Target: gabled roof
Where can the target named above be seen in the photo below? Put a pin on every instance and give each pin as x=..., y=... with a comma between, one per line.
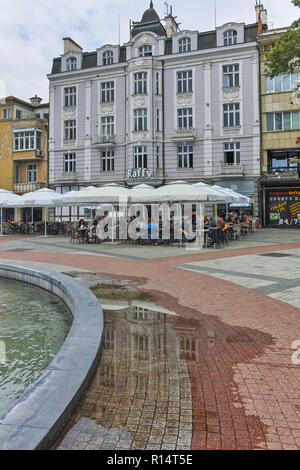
x=149, y=22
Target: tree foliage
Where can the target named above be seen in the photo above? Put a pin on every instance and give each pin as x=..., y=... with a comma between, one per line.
x=285, y=55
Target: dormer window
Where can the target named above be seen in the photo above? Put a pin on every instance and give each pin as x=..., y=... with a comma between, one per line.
x=108, y=58
x=71, y=64
x=184, y=45
x=145, y=51
x=230, y=37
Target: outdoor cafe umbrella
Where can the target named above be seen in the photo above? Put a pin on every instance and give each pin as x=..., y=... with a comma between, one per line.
x=41, y=198
x=109, y=193
x=178, y=191
x=218, y=197
x=141, y=188
x=7, y=199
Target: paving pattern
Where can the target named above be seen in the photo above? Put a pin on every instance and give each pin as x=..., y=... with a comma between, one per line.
x=219, y=374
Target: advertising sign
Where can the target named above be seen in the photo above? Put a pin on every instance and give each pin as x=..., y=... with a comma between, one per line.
x=284, y=208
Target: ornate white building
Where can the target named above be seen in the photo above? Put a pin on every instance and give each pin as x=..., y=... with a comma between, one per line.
x=168, y=105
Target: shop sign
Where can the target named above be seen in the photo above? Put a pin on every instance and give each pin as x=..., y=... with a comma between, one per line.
x=284, y=208
x=139, y=173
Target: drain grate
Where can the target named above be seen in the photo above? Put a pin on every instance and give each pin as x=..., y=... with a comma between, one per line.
x=19, y=249
x=276, y=255
x=239, y=339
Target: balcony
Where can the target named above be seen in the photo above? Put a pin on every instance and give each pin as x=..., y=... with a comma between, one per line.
x=21, y=188
x=282, y=173
x=105, y=141
x=135, y=176
x=231, y=169
x=28, y=155
x=186, y=134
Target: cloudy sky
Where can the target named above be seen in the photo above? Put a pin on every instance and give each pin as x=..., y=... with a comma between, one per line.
x=31, y=31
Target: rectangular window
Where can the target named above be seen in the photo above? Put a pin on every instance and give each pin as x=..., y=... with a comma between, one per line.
x=70, y=97
x=185, y=156
x=108, y=126
x=140, y=119
x=69, y=162
x=289, y=120
x=31, y=173
x=231, y=75
x=231, y=114
x=140, y=157
x=70, y=130
x=185, y=82
x=232, y=153
x=27, y=140
x=108, y=160
x=282, y=82
x=140, y=83
x=185, y=118
x=107, y=92
x=6, y=114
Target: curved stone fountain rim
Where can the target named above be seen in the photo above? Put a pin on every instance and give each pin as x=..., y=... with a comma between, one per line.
x=37, y=418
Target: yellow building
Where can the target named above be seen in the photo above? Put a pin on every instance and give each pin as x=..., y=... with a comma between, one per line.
x=23, y=148
x=280, y=116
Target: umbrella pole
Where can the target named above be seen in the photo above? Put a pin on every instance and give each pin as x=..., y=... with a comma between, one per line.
x=112, y=224
x=1, y=220
x=46, y=213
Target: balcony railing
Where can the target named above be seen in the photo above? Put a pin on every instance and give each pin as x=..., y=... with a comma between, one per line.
x=185, y=133
x=27, y=187
x=283, y=172
x=231, y=169
x=105, y=139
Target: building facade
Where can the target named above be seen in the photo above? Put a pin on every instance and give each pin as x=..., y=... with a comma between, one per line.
x=280, y=107
x=23, y=144
x=168, y=105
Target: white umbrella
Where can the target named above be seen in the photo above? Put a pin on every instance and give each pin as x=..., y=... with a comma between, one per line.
x=141, y=188
x=229, y=197
x=241, y=197
x=42, y=198
x=179, y=191
x=7, y=199
x=218, y=197
x=110, y=193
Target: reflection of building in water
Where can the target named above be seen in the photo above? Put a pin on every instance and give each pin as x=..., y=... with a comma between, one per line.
x=2, y=353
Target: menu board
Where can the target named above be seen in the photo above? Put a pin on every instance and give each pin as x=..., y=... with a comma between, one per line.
x=284, y=208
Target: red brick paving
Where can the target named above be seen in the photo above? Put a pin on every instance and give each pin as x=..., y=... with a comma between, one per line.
x=246, y=394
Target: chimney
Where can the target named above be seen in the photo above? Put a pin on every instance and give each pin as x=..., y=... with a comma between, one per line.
x=71, y=46
x=172, y=27
x=261, y=16
x=36, y=101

▬▬▬

Goal of the exercise ▸
Only the lines from the one containing "Target: white umbrella" through the end of the material should be reproduced, exactly, with both ends included.

Answer to the exercise ▸
Target: white umbrella
Where can the target named above be seen in the photo above? Put a pin on every instance and give each pin as x=..., y=... with a comma between, one per line.
x=141, y=188
x=229, y=197
x=241, y=197
x=42, y=198
x=179, y=191
x=7, y=199
x=218, y=197
x=110, y=193
Target: reflection of building in water
Where can the target named above be seen in the photo above? Put a pin on every instance and give each pin as x=..., y=... with a comma between, one per line.
x=2, y=353
Target: menu board
Where can the target named above be seen in the photo above? Put a pin on every instance and give each pin as x=..., y=... with a comma between, one per line.
x=284, y=208
Target: red brick paving
Where can the target named above be seen in the photo above? Put a pin on every instance and give each pin as x=..., y=... with a comma between, one per line.
x=246, y=394
Target: chimney
Where can the target named above be seen in the photo above? Put a pin on every instance and give each pin as x=..., y=... with a comma between, one per line.
x=71, y=46
x=172, y=27
x=261, y=16
x=36, y=101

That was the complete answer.